PASSAGE FOR REVIEW –
*** Begin section ***

可以捕捉苍蝇的植物
刘立军 供稿
TRANSCRIPT
They say you can catch more flies with honey than with vinegar. But what if you had access to a remote-controlled carnivorous plant? Because researchers have engineered a bio-inspired system, an artificial neuron, if you will, that can trigger the snap of a Venus fly trap.
Hi, my name is Simone Fabiano. I’m associate professor at Linkoping University in Sweden.
Fabiano designed the trap-springing device using nerve cells as a kind of bio-based blueprint.
“The way our biological neurons work is that they integrate information from different input over time, perform computation, and communicate the results to other neurons by means of voltage pulses.”
Now, standard, silicon-based systems can also deliver electrical pulses. But if you want to couple them with something living to produce bionic prosthetics or engineer any kind of brain/machine interface. Well, they suffer from several limitations.
“Such as rigidity, poor biocompatibility, complex circuit structures, and operation mechanisms that are fundamentally different from those of biological systems.”
To smooth biological integration, Fabiano built his system from polymers that conduct both electrons, like, everyday electronics, and ions, which is how neurons get things done.
It’s the ions that “enable communication between biological and artificial neurons.”
Each part of the artificial neuron, which the researchers describe in the journal Nature, has a direct counterpart in its biological role model.
“We have an input terminal that acts as the biological neuron’s dendrite.”
That dendrite collects the incoming electrical signals and sends them to a capacitor which, like a neuronal cell body, integrates the information. Then, once the voltage reaches a specific threshold, a pulse is fired along organic amplifiers that mimic a nerve cell axon.
“We use the ionic concentration-dependent switching characteristics of our transistors to modulate the frequency of spiking, which is to a large extent analogous to biological systems.”
So the ions control the current that flows from the faux neuron to its target, in this case, a live Venus fly trap, triggering the rapid-fire closure of its leafy appendages.
All in all, a dramatic demonstration of the potential of neuromorphic design that should give interested engineers, and interloping fruit flies, something to watch out for.
VOCABULARY
1. snap n. a sudden sharp noise, especially one made by sth. closing or breaking (尤指关上或断裂的声音)啪嗒声,咔嚓声
2. interface n. 界面
3. rigidity n. 硬度
4. dendrite n. 树突
5. threshold n. the level at which sth. starts to happen or have an effect 阈;界;起始点
6. transistor n. 晶体管
7. analogous adj. 相似的;类似的
8. closure n. 关闭
9. watch out for: to make an effort to be aware of what is happening, so that you will notice if anything bad or unusual happens 密切注意;留意。例如:The cashiers were asked to watch out for forged banknotes. 出纳员接到要求,要注意伪钞。
QUESTIONS
Read the passage. Then listen to the news and fill in the blanks with the information (words, phrases or sentences) you hear.
They say you can (Q1) _________________________. But what if you had access to a remote-controlled carnivorous plant? Because researchers have engineered a bio-inspired system, an artificial neuron, if you will, that can trigger the snap of a Venus fly trap.

*** End section ***

PROVIDED INFORMATION –
*** Begin section ***

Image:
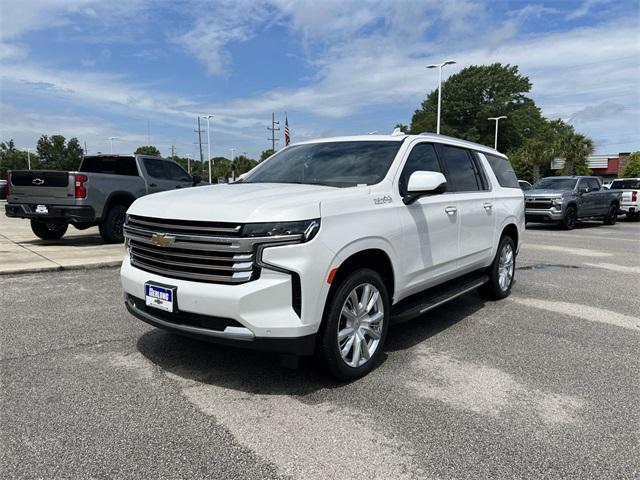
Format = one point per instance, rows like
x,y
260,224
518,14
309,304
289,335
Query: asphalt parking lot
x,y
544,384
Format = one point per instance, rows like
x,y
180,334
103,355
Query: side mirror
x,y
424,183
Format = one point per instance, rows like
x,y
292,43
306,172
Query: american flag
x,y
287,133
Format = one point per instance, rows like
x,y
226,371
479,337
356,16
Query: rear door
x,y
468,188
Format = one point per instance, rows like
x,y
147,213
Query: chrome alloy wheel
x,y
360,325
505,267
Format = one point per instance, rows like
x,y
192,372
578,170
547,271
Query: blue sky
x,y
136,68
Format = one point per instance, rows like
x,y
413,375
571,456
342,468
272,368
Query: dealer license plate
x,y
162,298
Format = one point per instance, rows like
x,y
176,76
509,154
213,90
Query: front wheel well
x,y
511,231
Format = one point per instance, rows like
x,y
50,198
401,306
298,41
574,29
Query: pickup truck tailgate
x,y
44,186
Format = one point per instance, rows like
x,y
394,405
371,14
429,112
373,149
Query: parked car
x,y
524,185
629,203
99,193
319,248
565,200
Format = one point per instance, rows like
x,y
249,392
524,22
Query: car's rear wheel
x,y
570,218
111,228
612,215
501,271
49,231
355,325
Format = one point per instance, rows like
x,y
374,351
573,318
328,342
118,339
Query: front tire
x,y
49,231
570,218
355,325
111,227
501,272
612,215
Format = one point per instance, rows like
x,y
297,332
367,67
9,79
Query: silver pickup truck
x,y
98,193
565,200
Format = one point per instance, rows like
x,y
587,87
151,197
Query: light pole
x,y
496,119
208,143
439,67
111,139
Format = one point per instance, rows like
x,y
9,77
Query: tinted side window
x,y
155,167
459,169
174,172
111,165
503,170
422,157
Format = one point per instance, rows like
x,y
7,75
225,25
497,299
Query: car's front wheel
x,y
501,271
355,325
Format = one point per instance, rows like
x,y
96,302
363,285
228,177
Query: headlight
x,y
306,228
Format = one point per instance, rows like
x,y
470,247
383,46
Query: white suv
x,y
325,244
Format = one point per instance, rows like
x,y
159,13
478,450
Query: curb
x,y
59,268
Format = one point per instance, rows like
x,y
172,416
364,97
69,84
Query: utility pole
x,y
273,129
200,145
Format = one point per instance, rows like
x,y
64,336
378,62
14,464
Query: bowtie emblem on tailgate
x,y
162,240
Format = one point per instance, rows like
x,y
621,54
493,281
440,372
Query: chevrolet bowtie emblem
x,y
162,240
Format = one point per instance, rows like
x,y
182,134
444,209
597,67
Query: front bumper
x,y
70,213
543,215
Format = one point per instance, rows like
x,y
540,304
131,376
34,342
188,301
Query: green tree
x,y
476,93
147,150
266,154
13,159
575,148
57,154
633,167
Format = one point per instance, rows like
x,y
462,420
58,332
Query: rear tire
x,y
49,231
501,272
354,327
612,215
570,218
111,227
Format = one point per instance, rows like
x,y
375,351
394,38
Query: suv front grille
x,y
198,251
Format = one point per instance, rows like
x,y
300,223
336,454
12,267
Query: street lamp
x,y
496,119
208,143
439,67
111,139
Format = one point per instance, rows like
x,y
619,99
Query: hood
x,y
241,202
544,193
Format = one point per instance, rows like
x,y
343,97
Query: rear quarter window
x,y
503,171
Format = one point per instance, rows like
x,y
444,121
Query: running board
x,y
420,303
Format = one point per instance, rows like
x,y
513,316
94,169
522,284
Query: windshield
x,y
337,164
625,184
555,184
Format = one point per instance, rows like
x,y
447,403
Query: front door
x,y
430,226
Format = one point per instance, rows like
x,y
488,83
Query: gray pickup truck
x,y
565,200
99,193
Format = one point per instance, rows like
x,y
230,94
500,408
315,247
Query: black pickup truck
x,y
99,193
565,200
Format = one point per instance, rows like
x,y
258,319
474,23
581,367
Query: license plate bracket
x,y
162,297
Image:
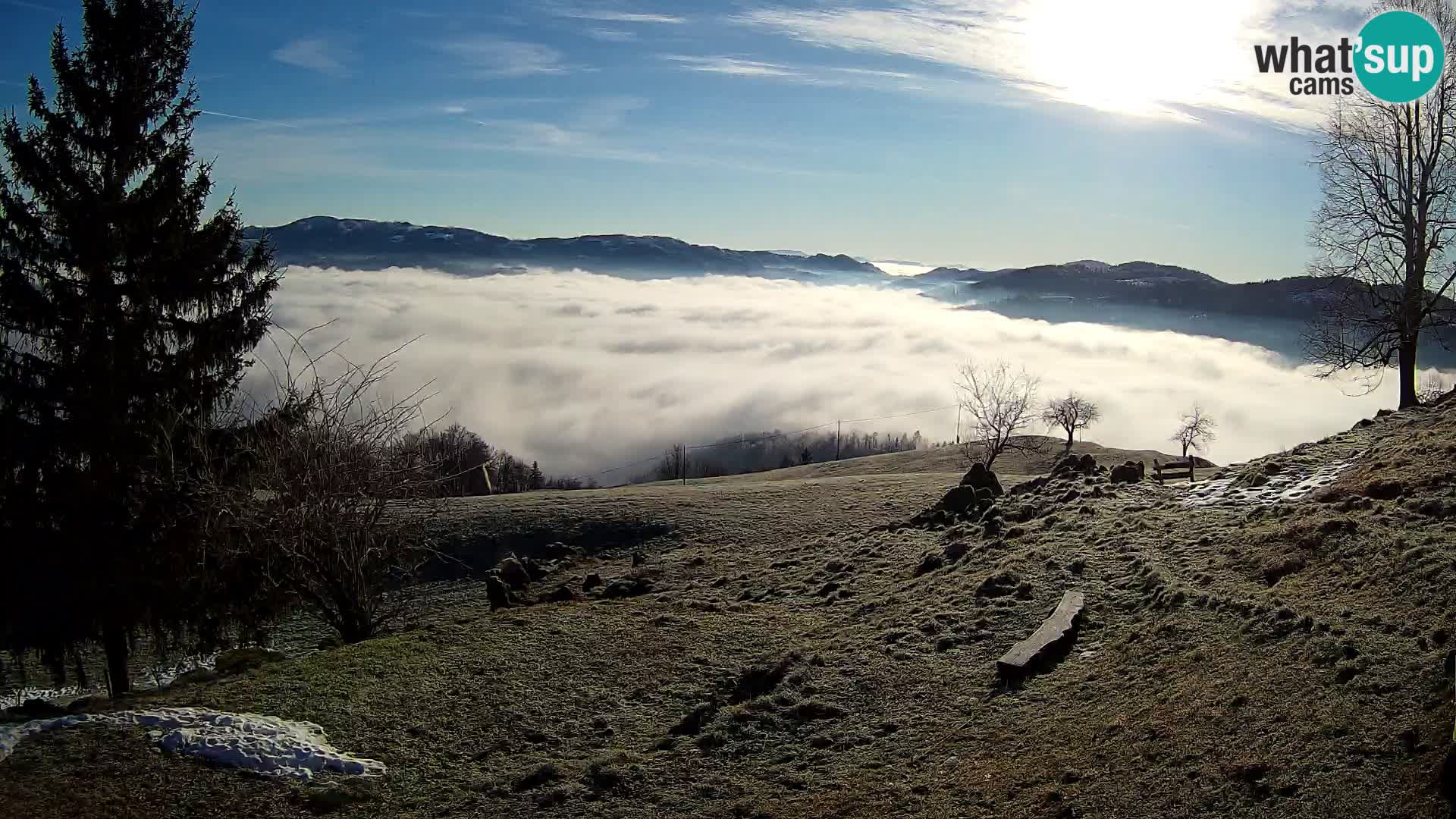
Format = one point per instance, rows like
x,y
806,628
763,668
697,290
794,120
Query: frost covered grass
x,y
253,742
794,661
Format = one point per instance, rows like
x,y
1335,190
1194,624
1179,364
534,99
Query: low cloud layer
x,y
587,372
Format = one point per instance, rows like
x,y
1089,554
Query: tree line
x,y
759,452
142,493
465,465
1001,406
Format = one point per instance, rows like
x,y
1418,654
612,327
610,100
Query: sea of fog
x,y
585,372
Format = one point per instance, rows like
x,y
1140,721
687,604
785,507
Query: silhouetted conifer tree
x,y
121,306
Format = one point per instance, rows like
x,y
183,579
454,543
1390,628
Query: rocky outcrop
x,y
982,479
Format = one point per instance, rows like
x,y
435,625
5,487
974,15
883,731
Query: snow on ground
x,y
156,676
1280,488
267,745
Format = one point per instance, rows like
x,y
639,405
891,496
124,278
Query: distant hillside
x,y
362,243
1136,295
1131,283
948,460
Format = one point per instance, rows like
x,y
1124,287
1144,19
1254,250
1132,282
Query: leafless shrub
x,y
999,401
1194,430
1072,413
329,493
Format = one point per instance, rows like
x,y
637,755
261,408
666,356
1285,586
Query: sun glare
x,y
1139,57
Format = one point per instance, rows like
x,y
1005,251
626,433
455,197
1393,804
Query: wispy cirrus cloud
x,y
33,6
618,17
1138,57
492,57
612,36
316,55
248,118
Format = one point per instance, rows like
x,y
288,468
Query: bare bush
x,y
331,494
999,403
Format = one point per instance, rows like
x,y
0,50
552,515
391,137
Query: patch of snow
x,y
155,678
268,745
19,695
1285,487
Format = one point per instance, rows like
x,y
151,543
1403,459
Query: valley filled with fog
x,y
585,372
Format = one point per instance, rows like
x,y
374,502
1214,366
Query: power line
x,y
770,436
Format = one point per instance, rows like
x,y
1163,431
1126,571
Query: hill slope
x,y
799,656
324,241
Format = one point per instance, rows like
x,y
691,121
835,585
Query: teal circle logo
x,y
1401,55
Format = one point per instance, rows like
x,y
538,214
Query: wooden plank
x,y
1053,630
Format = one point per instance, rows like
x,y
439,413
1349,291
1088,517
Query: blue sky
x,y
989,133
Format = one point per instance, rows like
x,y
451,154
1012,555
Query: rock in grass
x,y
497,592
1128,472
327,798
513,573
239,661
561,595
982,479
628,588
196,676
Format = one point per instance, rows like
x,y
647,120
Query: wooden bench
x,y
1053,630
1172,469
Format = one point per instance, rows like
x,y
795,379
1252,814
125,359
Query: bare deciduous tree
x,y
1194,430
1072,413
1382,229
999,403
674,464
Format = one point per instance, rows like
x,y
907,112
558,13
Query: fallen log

*** End section ***

TASKS TO COMPLETE –
1 – Please rewrite the paragraph beginning "That dendrite collects the incoming electrical signals" from the transcript about the artificial neuron and the Venus fly trap as a short list, keeping its main facts.
2 – Carry the transcript about the artificial neuron and the Venus fly trap forward from its final passage, writing the part that comes next.

TASK-BY-TASK OUTPUTS –
1 –
- The dendrite collects incoming electrical signals and sends them to a capacitor.
- The capacitor integrates the information, like a neuronal cell body.
- Once the voltage reaches a specific threshold, a pulse fires along organic amplifiers that mimic a nerve cell axon.

2 –
Hi, my name is Simone Fabiano. I’m associate professor at Linkoping University in Sweden.
Fabiano designed the trap-springing device using (Q2) ____________ as a kind of bio-based blueprint.
“The way our biological neurons work is that they integrate information from different input over time, perform computation, and communicate the results to other neurons by means of (Q3) _____________.”
Now, standard, silicon-based systems can also deliver (Q4) __________________. But if you want to couple them with something living to produce bionic prosthetics or engineer any kind of brain/machine interface. Well, they suffer from several limitations.
“Such as rigidity, poor biocompatibility, complex circuit structures, and operation mechanisms that are fundamentally different from those of biological systems.”
To smooth biological integration, Fabiano built his system from polymers that conduct both electrons, like, everyday electronics, and ions, which is how neurons get things done.
It’s the (Q5) ____________ that enable communication between biological and artificial neurons.
Each part of the (Q6) _____________ neuron, which the researchers describe in the journal Nature, has a direct counterpart in its biological role model.
“We have an input terminal that acts as the biological neuron’s dendrite.”
That dendrite collects the incoming electrical signals and sends them to a (Q7) ____________ which, like a neuronal cell body, integrates the information. Then, once the voltage reaches a specific threshold, a pulse is fired along organic amplifiers that mimic a nerve cell axon.
“We use the ionic concentration-dependent switching characteristics of our transistors to modulate the frequency of (Q8) ___________, which is to a large extent analogous to biological systems.”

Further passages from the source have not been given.